— Begin Supplied records —

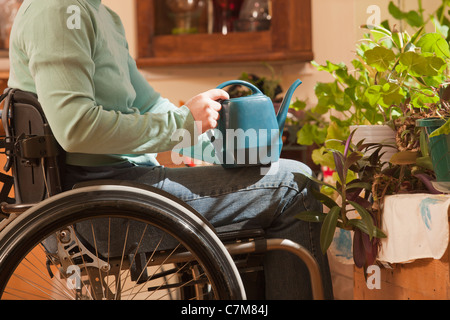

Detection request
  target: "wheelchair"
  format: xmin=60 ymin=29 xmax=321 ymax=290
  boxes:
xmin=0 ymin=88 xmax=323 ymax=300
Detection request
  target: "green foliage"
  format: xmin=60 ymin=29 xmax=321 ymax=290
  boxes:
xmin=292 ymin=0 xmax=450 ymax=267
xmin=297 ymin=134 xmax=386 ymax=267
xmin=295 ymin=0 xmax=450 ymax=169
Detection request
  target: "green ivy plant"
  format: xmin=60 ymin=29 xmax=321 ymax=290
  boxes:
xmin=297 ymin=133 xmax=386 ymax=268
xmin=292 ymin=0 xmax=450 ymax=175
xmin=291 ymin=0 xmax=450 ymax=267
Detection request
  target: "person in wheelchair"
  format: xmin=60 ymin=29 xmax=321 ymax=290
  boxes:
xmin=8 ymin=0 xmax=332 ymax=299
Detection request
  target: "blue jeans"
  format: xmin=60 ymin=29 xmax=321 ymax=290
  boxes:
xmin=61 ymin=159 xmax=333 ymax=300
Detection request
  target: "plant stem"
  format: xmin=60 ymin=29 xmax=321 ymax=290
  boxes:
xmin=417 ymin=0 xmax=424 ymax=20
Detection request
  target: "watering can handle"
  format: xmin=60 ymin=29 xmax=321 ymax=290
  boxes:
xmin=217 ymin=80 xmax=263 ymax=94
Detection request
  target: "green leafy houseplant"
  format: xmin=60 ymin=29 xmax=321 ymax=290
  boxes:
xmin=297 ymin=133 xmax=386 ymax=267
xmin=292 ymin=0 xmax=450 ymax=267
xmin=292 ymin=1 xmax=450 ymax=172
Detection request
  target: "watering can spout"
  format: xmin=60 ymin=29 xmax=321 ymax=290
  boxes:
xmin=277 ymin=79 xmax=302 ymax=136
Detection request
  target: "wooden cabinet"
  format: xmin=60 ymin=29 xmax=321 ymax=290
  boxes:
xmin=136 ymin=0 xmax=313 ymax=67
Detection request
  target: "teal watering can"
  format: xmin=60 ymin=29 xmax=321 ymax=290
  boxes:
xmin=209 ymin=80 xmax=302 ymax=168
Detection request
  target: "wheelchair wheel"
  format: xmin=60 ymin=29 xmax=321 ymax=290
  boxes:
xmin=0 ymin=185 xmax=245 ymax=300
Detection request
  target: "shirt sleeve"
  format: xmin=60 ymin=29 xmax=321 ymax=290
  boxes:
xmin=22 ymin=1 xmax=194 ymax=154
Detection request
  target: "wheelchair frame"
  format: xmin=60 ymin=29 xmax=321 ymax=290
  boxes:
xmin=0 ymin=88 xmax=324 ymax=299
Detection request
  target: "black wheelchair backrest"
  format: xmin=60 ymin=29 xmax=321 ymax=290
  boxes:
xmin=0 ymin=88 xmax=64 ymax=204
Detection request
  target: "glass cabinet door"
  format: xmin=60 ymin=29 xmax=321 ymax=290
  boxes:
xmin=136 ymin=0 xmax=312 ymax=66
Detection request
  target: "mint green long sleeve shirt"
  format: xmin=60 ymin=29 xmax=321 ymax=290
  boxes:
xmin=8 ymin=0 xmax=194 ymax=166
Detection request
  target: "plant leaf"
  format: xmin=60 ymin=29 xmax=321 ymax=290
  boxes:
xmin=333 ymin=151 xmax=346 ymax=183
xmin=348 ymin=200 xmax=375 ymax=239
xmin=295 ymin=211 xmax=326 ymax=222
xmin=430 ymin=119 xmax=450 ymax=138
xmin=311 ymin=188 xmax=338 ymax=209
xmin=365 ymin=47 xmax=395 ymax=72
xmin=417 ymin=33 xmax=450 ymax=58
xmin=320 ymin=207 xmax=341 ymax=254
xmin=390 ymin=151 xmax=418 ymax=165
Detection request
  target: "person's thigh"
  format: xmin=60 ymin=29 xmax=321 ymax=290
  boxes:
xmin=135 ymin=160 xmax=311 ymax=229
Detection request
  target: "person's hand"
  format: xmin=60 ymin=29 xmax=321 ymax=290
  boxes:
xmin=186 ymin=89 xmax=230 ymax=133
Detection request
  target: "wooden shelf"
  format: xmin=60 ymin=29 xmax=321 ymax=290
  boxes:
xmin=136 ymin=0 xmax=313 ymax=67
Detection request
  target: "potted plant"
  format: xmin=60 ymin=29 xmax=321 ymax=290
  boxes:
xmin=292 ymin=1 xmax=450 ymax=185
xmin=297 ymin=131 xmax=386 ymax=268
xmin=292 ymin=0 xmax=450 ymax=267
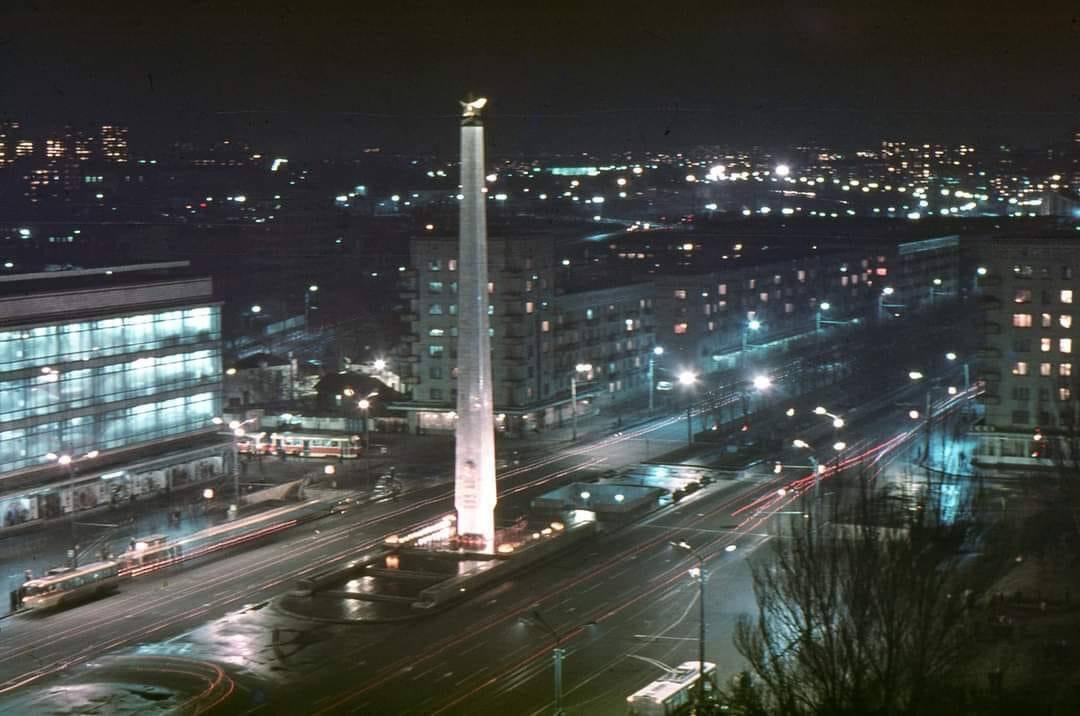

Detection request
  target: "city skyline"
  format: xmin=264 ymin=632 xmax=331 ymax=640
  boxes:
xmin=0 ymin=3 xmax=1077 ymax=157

— End Supplied records —

__Exercise goal__
Print all the items above verbatim, line for line, leaving out the pictures.

__Finished exercise__
Detection request
  target: "wheelchair"
  format: xmin=60 ymin=29 xmax=321 ymax=290
  boxes:
xmin=0 ymin=88 xmax=323 ymax=300
Detection request
  target: "green foliage"
  format: xmin=60 ymin=29 xmax=321 ymax=290
  boxes:
xmin=292 ymin=0 xmax=450 ymax=267
xmin=297 ymin=134 xmax=386 ymax=267
xmin=295 ymin=0 xmax=450 ymax=169
Detection request
  target: "green ivy plant"
  format: xmin=60 ymin=29 xmax=321 ymax=290
  boxes:
xmin=297 ymin=133 xmax=386 ymax=268
xmin=292 ymin=0 xmax=450 ymax=175
xmin=291 ymin=0 xmax=450 ymax=267
Detection request
  target: "person in wheelchair"
  format: xmin=60 ymin=29 xmax=321 ymax=290
  boxes:
xmin=8 ymin=0 xmax=332 ymax=299
Detection request
  target: "blue jeans"
  format: xmin=60 ymin=29 xmax=321 ymax=290
  boxes:
xmin=61 ymin=159 xmax=333 ymax=300
Detection request
  target: "plant stem"
  format: xmin=60 ymin=29 xmax=321 ymax=290
  boxes:
xmin=417 ymin=0 xmax=424 ymax=20
Detection request
  target: "watering can handle"
  format: xmin=60 ymin=29 xmax=321 ymax=290
  boxes:
xmin=217 ymin=80 xmax=263 ymax=94
Detection request
  target: "green leafy houseplant"
  format: xmin=60 ymin=29 xmax=321 ymax=290
  boxes:
xmin=297 ymin=133 xmax=386 ymax=267
xmin=292 ymin=0 xmax=450 ymax=267
xmin=292 ymin=1 xmax=450 ymax=172
Detection request
  target: "watering can spout"
  format: xmin=60 ymin=29 xmax=321 ymax=290
  boxes:
xmin=277 ymin=79 xmax=302 ymax=136
Detection request
  target: "wooden cabinet"
  format: xmin=60 ymin=29 xmax=321 ymax=290
  boxes:
xmin=136 ymin=0 xmax=313 ymax=67
Detection request
  target: "teal watering can"
  format: xmin=60 ymin=29 xmax=321 ymax=290
  boxes:
xmin=209 ymin=80 xmax=302 ymax=168
Detection request
  target: "wheelchair wheel"
  format: xmin=60 ymin=29 xmax=321 ymax=290
  boxes:
xmin=0 ymin=185 xmax=245 ymax=300
Detection request
  target: "shirt sleeve"
  format: xmin=60 ymin=29 xmax=321 ymax=290
  boxes:
xmin=22 ymin=1 xmax=194 ymax=154
Detection request
  target: "wheelchair frame"
  format: xmin=60 ymin=29 xmax=321 ymax=290
  boxes:
xmin=0 ymin=88 xmax=324 ymax=299
Detection request
  target: "black wheelchair backrest"
  format: xmin=60 ymin=29 xmax=321 ymax=290
  boxes:
xmin=0 ymin=88 xmax=64 ymax=204
Detection request
  target: "glass cabinet door"
  format: xmin=60 ymin=29 xmax=321 ymax=290
  boxes:
xmin=136 ymin=0 xmax=312 ymax=66
Detection request
  target: "mint green long sleeve shirt"
  format: xmin=60 ymin=29 xmax=321 ymax=290
  boxes:
xmin=8 ymin=0 xmax=194 ymax=166
Detection request
  target: "plant leaf"
  format: xmin=60 ymin=29 xmax=321 ymax=290
  boxes:
xmin=333 ymin=151 xmax=346 ymax=183
xmin=348 ymin=200 xmax=375 ymax=239
xmin=295 ymin=211 xmax=326 ymax=222
xmin=430 ymin=119 xmax=450 ymax=138
xmin=311 ymin=188 xmax=338 ymax=209
xmin=365 ymin=47 xmax=395 ymax=72
xmin=417 ymin=33 xmax=450 ymax=58
xmin=320 ymin=207 xmax=341 ymax=254
xmin=390 ymin=151 xmax=418 ymax=165
Detection request
  target: "person's thigh"
  format: xmin=60 ymin=29 xmax=321 ymax=290
  boxes:
xmin=135 ymin=160 xmax=311 ymax=229
Detection request
  target: "person's hand"
  format: xmin=60 ymin=29 xmax=321 ymax=290
  boxes:
xmin=186 ymin=89 xmax=230 ymax=133
Detection request
  target: "wooden shelf"
  format: xmin=60 ymin=29 xmax=321 ymax=290
  boxes:
xmin=136 ymin=0 xmax=313 ymax=67
Detection request
  target: "potted plant"
  format: xmin=60 ymin=29 xmax=321 ymax=290
  boxes:
xmin=292 ymin=1 xmax=450 ymax=185
xmin=297 ymin=131 xmax=386 ymax=268
xmin=292 ymin=0 xmax=450 ymax=267

Detection request
  target: "city skyline"
  format: xmin=264 ymin=632 xmax=331 ymax=640
  boxes:
xmin=0 ymin=3 xmax=1077 ymax=157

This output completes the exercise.